:: PROBLEM TO SOLVE ::
Line by line, transcribe the data shown below.
***** DATA IN THIS EXERCISE *****
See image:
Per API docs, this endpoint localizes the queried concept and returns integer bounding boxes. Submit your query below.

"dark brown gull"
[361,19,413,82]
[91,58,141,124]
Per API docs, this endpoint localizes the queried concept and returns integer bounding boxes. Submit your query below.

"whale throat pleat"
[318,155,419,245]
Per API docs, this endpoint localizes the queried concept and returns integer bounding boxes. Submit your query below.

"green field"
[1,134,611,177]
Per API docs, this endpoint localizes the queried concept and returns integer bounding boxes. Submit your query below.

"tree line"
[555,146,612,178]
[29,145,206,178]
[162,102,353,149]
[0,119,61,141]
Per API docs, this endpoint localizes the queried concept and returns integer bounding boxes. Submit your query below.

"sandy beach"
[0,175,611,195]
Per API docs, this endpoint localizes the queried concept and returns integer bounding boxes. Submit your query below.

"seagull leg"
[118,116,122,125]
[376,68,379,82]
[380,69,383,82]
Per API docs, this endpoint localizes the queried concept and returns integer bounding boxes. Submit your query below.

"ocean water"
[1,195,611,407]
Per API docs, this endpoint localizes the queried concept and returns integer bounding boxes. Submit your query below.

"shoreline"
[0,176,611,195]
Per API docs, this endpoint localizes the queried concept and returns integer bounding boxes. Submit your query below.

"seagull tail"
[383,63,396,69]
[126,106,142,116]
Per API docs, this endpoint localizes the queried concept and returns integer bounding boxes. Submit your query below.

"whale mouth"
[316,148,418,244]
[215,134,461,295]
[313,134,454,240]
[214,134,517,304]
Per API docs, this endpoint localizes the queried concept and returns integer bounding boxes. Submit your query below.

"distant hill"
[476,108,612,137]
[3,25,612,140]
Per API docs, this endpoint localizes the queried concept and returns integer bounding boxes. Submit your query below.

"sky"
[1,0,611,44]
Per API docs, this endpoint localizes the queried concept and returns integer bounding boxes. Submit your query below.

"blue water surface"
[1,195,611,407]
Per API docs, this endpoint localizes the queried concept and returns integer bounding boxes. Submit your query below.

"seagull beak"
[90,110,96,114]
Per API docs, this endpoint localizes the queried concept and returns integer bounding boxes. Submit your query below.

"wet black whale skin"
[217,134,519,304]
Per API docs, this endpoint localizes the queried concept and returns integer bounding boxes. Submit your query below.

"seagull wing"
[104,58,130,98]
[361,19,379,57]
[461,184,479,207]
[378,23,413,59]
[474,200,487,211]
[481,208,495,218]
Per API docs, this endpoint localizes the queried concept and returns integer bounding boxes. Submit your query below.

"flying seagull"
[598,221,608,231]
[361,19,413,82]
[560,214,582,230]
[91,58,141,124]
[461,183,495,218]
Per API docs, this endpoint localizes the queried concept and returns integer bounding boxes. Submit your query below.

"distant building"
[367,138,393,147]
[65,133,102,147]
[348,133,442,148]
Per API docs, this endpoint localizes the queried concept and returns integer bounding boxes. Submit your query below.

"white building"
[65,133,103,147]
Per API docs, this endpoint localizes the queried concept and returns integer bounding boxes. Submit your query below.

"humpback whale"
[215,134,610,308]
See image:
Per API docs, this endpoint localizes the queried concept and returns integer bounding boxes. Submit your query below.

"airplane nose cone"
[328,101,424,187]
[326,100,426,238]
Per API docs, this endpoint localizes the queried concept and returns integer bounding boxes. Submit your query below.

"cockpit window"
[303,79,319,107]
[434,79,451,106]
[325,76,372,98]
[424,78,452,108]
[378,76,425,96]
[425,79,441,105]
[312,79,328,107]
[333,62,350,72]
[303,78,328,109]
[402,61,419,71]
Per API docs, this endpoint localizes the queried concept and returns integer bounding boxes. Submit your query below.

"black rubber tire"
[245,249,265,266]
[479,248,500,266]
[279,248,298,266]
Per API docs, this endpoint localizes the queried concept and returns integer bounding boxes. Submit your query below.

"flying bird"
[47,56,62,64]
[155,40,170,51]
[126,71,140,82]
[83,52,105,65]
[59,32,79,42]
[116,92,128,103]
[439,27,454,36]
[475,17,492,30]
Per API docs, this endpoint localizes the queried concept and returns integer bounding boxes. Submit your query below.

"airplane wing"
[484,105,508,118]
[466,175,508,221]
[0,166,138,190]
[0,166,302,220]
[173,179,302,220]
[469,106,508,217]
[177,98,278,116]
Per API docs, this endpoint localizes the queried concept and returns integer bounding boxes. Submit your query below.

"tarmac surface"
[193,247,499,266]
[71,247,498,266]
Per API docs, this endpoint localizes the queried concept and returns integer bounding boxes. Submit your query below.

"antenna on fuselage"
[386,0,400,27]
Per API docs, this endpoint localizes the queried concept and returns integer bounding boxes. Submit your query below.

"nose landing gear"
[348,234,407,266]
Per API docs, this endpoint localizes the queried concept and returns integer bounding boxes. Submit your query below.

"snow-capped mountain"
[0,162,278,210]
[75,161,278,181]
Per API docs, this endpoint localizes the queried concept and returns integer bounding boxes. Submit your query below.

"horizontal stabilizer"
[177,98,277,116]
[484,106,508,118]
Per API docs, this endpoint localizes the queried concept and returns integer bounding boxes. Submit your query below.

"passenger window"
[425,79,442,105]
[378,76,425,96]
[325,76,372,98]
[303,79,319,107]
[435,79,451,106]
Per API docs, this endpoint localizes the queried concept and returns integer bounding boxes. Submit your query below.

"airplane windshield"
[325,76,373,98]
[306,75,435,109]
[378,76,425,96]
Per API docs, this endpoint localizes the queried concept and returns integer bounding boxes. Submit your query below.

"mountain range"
*****
:: EXPECTED ANSWER ::
See image:
Per API docs, this endpoint localizes the queried concept and returns integer bounding boxes. Submit your query below.

"dark brown gull"
[361,19,413,82]
[91,58,141,124]
Per API docs, this endpoint localizes the queried concept and returns integer bounding boxes. Submit your query below.

"whale throat pleat"
[318,155,419,245]
Per API docs, this endpoint localizes the queried concept and returns integer bounding boxes. Submit your query below.

"green field"
[1,134,611,177]
Per API docs, this endpoint localizes the queried concept and returns integer bounding boxes. Submit your query below.

"tree line"
[555,146,612,178]
[29,145,206,178]
[162,102,353,149]
[0,119,61,141]
Per API docs, this endpoint localizes the queried concept and returns integer bounding boxes. Submit your query below.

"sandy beach"
[0,175,611,195]
Per API docs, this endpoint localizes the queried concept and returns integer bounding boxes. Submit your query below.

"seagull leg"
[118,116,122,125]
[376,68,379,82]
[380,69,383,82]
Per API docs, this endpoint localizes the queried concept and returns integer bounding boxes. Submit your query below.

"ocean water"
[1,195,611,407]
Per API docs, this endpoint localizes the queried concept and returns integer bounding boxes. Submit your query below.

"shoreline"
[0,176,611,195]
Per API docs, this endpoint localizes the queried concept and returns integer bounding boxes. Submit your query below.

"seagull tail"
[383,63,396,69]
[126,106,142,116]
Per API docs, this endpoint localizes the queried concept and returns integer bounding boxes. Submit your query below.

"whale mouth"
[316,148,418,244]
[215,134,461,295]
[313,134,454,240]
[214,134,517,304]
Per API docs, this endpoint localizes the queried concept and returns integer bounding boxes. Submit your query below.

"distant hill"
[476,108,612,137]
[3,25,612,140]
Per API docs, this endpoint localizes the queried concept and returns integer bounding boxes. Submit your query below.

"sky"
[1,0,611,44]
Per API docs, this endpoint localizes the queried concept and returns integer bounding boxes. Submit your query below.

"blue water surface"
[1,195,611,407]
Per API docs, this endpoint localizes the queried concept and returns integer bounding boxes. Submit your query below.

"seagull beak"
[90,110,96,114]
Per API docs, this endpoint localizes the queried concept and returns integer bounding boxes. Submit your query below.

"wet black whale skin"
[217,134,519,304]
Per API docs, this endpoint localizes the queried concept and returns integer bounding boxes. Submit your query below.

"seagull wing"
[104,58,130,98]
[361,19,379,57]
[461,184,479,207]
[378,23,413,59]
[474,200,487,211]
[481,208,495,218]
Per API docs, this endpoint localizes the queried concept and returns integer bounding boxes. Submit your query below.

"flying seagull"
[598,221,608,231]
[361,19,413,82]
[560,214,582,230]
[91,58,141,124]
[461,183,495,218]
Per API docs, this endpoint localizes the queried concept and returns integer bounding boxes. Submit your query below.

"distant building"
[367,138,393,147]
[65,133,102,147]
[348,133,442,148]
Per API docs, this endpoint localizes the queried concept and returns integer bounding boxes. Submit your query below.

"white building"
[65,133,103,147]
Per API docs, this endpoint localizes the queried concept and returns integer bounding boxes. Submit your query below.

"humpback whale"
[215,134,610,308]
See image:
Per API docs, this endpoint localizes the queried concept and returns integer bounding boxes. Submit your query below.

"airplane nose cone"
[328,101,424,187]
[326,100,426,238]
Per API docs, this endpoint localizes the queried concept and returns integer bounding boxes. Submit your query below.

"cockpit window"
[303,79,319,107]
[434,79,451,106]
[325,76,372,98]
[424,78,452,108]
[378,76,425,96]
[425,79,441,105]
[312,79,328,107]
[333,62,350,72]
[303,78,328,109]
[402,61,419,71]
Per API docs, this endpoint localizes the queried concept and returns integer bounding boxes. Submit your query below.

"black rubber tire"
[245,249,265,266]
[479,248,500,266]
[279,248,298,266]
Per API docs, this endpoint localizes the queried concept and returns integer bounding boxes. Submit your query below.

"flying bird"
[47,56,62,64]
[155,40,170,51]
[126,71,140,82]
[83,52,105,65]
[59,32,79,42]
[116,92,128,103]
[439,27,454,36]
[475,17,492,30]
Per API docs, this endpoint localizes the queried concept and returns integer bounding boxes. Submit your query below.

"airplane wing"
[484,105,508,118]
[466,175,508,221]
[0,166,138,190]
[0,166,302,220]
[173,179,302,220]
[469,106,508,217]
[177,98,278,116]
Per API docs, this endpoint localizes the queried concept and returns integer bounding boxes. Submit your query below.

"tarmac surface"
[193,247,499,266]
[71,247,498,266]
Per API docs, this endpoint localizes the queried concept and returns integer bounding boxes. Submit your query below.

"antenna on fuselage"
[386,0,400,27]
Per API docs, this endpoint localizes the queried concept and returns integer bounding boxes. Submit your query below.

"nose landing gear"
[348,234,407,266]
Per API docs, this endpoint localizes the queried concept and returns integer bounding boxes. Submit your query below.

"snow-capped mountain"
[0,162,278,210]
[75,161,278,181]
Per API docs, this endpoint localizes the queried concept and returns integer bounding boxes. Submit your query below.

"horizontal stabilizer"
[177,98,277,116]
[484,106,508,118]
Per API docs, this endpoint localizes the queried concept and returns integer bounding boxes. Submit your query below.

"passenger window"
[425,79,442,105]
[378,76,425,96]
[325,76,372,98]
[303,79,319,107]
[435,79,451,106]
Per API docs, this endpoint localizes the queried concept and returns integer bounding boxes. Submit your query below.

"airplane windshield"
[325,76,373,98]
[306,75,435,109]
[378,76,425,96]
Per API docs, this endpoint localizes the queried concept and returns integer bounding boxes. Submit your query below.

"mountain range"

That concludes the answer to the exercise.